[Records from a point labeling set]
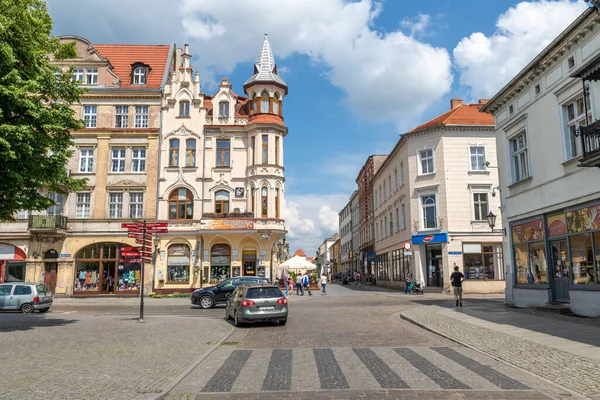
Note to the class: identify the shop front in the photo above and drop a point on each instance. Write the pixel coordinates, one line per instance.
(13, 263)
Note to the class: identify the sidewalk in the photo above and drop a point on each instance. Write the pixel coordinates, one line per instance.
(564, 352)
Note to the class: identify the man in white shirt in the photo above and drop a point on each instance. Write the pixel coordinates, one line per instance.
(323, 284)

• [THE TASK]:
Return the entire listing above verbatim, omitting the pictures.

• [WRITTEN ANSWER]:
Note to the class: identify the shop front in the photo above and drop a point on each instance. Write the pixel coordinates, one line per instance.
(13, 263)
Note to the class: identify the sidewalk in the photo above and drop a point on each instance. Write the pixel coordinates, one line per instance.
(564, 352)
Note to the class: identify the man in white shirt in the photo above and drop a point on each instance. Write the pixel coordinates, one line per instance.
(323, 284)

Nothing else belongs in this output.